PAGE =>
The calculation should be relatively quick, on the order of a minute of runtime. With the above command, only mininmal output (warnings) will be reported. You can increase the verbosity to report info messages by setting the output.verbosity key to 1 or debug messages with 2.

With the following code, we can look at the generated phase diagram and compare it to our data.

# First-principles phase diagram
from pycalphad import Database, variables as v
from espei.datasets import load_datasets, recursive_glob
from espei.plot import multiplot
import matplotlib.pyplot as plt

# load the experimental and DFT datasets
datasets = load_datasets(recursive_glob('input-data', '*.json'))

# set up the pycalphad phase diagram calculation
dbf = Database('cu-mg_dft.tdb')
comps = ['CU', 'MG', 'VA']
phases = ['LIQUID', 'FCC_A1', 'HCP_A3', 'CUMG2', 'LAVES_C15']
conds = {v.P: 101325, v.T: (300, 1500, 10), v.X('MG'): (0, 1, 0.01)}

# plot the phase diagram and data
multiplot(dbf, comps, phases, conds, datasets)
plt.savefig('cu-mg_dft_phase_diagram.png')

RECORD LIST =>
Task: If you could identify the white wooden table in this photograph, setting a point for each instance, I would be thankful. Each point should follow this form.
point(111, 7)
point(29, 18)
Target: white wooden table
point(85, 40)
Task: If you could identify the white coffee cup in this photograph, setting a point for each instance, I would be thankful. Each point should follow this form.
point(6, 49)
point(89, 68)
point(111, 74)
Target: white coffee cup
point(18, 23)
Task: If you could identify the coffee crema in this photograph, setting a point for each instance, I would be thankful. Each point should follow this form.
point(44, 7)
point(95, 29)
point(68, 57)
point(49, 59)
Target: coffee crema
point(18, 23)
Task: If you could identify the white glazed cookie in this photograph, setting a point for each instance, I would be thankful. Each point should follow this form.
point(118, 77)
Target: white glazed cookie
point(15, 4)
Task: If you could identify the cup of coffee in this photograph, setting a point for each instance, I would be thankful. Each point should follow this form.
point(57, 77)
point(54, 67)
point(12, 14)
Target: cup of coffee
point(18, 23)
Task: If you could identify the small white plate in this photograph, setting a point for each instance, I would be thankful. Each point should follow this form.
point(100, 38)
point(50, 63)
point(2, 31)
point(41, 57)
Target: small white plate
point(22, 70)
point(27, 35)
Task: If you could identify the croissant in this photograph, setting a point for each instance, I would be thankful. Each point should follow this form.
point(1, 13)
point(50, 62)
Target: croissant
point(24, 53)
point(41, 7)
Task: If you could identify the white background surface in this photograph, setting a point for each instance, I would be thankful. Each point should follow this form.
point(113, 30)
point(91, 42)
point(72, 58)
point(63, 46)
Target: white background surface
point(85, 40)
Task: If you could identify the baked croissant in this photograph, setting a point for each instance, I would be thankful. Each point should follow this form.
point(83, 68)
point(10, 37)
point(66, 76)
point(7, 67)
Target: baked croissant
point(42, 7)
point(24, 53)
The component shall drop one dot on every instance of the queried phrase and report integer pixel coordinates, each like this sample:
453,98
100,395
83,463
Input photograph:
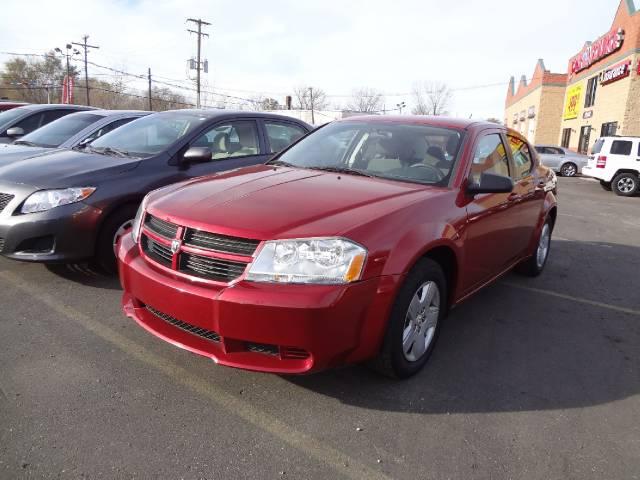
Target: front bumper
257,326
62,234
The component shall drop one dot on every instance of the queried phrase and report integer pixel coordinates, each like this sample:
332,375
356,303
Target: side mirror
490,183
15,132
197,155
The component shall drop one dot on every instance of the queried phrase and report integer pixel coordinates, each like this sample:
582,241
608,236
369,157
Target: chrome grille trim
187,327
220,243
160,227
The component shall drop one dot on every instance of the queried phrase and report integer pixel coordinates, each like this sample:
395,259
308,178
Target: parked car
8,105
67,132
349,246
562,160
72,205
615,161
19,121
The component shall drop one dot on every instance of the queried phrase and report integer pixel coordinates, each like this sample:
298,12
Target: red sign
615,73
67,90
597,50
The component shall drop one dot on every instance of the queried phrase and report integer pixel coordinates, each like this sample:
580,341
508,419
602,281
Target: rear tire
113,227
569,169
533,266
625,184
605,185
414,322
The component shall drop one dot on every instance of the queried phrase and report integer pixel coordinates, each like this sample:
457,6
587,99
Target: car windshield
8,116
59,131
150,135
405,152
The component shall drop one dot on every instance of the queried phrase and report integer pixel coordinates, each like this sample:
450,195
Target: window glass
521,157
404,152
150,135
621,147
106,129
30,123
55,133
490,157
232,139
281,135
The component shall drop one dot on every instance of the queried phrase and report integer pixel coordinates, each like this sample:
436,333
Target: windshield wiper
26,143
345,170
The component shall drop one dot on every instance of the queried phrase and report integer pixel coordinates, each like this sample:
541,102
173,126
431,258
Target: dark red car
349,246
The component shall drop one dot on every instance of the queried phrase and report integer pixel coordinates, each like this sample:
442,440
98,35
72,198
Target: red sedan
349,246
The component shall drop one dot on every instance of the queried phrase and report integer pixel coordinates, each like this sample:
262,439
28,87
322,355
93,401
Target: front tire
625,184
414,323
569,170
533,266
116,225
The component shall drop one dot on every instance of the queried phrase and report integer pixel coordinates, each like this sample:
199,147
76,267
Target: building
600,93
535,108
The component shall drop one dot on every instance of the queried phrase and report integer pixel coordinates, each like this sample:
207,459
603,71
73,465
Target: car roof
435,121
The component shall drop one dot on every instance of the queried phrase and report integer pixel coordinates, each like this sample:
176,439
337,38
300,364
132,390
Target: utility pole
86,71
200,34
150,106
313,118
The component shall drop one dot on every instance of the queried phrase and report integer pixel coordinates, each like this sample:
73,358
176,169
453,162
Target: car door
526,197
233,144
491,242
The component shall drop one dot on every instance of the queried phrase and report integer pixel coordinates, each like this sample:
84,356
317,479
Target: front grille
157,251
187,327
211,268
220,243
160,227
5,198
264,348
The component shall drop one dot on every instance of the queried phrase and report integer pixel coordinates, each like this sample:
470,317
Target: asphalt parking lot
531,379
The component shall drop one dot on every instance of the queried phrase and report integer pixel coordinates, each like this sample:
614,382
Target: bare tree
310,98
431,98
366,100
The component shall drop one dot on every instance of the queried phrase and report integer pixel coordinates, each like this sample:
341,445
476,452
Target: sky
268,48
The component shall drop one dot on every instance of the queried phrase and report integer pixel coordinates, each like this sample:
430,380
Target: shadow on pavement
509,349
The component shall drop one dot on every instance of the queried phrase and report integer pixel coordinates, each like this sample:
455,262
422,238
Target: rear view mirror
490,183
15,132
197,155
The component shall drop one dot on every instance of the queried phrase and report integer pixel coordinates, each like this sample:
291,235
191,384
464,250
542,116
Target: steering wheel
433,170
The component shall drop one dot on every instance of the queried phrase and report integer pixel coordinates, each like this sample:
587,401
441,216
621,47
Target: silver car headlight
309,260
137,222
47,199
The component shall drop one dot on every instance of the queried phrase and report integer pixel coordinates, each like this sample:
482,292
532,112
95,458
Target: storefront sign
617,72
574,94
601,48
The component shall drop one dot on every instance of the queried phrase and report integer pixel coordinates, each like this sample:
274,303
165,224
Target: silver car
562,160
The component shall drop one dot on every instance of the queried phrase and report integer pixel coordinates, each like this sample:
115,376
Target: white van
615,161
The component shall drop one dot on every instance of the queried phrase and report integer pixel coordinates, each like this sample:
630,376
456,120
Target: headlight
137,222
48,199
313,260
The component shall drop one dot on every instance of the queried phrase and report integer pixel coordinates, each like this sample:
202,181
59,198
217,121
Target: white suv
615,161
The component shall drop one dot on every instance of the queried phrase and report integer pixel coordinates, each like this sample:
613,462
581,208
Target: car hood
263,202
65,168
11,153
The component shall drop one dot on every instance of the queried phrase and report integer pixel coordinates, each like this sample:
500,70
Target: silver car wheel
421,321
626,185
543,246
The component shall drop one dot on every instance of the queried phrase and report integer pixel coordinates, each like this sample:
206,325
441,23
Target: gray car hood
66,168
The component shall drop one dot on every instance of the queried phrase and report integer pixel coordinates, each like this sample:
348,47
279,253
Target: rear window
621,147
597,147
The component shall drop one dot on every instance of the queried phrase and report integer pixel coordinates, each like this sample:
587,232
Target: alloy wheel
421,321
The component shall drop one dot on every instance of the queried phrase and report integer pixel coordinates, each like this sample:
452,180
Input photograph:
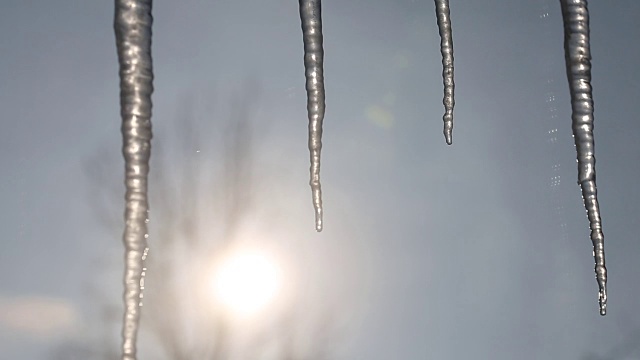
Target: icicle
575,16
132,25
446,48
310,15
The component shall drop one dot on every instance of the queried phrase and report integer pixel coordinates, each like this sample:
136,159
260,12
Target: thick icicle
575,16
446,48
310,15
132,26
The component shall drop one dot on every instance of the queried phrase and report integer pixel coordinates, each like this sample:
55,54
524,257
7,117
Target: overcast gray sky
432,252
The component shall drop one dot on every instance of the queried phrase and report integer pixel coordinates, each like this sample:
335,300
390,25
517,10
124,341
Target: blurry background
476,250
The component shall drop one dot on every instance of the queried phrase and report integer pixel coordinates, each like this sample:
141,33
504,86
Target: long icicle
132,25
310,16
446,48
575,15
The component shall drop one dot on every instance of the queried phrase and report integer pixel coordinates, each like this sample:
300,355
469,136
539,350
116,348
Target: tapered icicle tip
603,301
310,16
448,136
575,16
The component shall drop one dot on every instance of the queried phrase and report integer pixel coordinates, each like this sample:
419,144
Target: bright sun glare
245,282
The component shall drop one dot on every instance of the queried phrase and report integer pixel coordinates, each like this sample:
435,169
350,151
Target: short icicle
132,25
310,15
575,15
446,48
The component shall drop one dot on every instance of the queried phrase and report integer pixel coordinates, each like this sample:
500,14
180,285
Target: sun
245,282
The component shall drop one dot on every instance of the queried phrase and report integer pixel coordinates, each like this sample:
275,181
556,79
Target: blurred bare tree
200,196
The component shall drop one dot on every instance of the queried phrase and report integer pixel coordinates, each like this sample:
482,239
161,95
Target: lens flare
246,282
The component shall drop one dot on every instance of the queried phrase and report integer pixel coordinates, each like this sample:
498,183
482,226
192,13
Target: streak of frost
310,16
446,48
575,15
132,25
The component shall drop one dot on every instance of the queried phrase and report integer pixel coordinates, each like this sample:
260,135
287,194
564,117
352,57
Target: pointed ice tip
603,302
448,137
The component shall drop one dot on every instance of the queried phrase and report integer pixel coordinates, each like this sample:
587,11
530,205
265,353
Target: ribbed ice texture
446,48
133,39
578,59
310,15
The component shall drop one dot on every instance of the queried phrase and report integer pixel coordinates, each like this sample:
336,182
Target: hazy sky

PROBLEMS =>
**A.** Pull out every line of the records that contains the string "headlight", matching upper and lower case.
**B.** Write the next part of the Cu-Mg phase diagram tutorial, starting after its final line.
The Cu-Mg phase diagram tutorial and the records come from separate sources.

OUTPUTS IN ORDER =>
**A.**
Target: silver car headlight
Target: headlight

**B.**
Which should result in the following figure

First-principles Cu-Mg phase diagram

First-principles Cu-Mg phase diagram from the single-phase fitting in ESPEI

We can see that the phase diagram is already very reasonable compared to the experimental points. The liquidus temperatures and the solubilities of the fcc and Laves phases are the key differences between the equilibrium data and our first-principles phase diagram. The next section will discuss using ESPEI to optimize the parameters selected and calculated based on the single-phase data to these multi-phase equilibria.

MCMC optimization

With the data in the CU-MG input data, ESPEI generated 18 parameters to fit. For systems with more components, solution phases, and input data, may more parameters could be required to describe the thermodynamics of the specific system well. Because they describe Gibbs free energies, parameters in CALPHAD models are highly correlated in both single-phase descriptions and for describing equilibria between phases. For large systems, global numerical optimization of many parameters simultaneously is computationally intractable.

To combat the problem of optimizing many paramters, ESPEI uses MCMC, a stochastic optimzation method. For more details on how MCMC is used in ESPEI, see the Theory page.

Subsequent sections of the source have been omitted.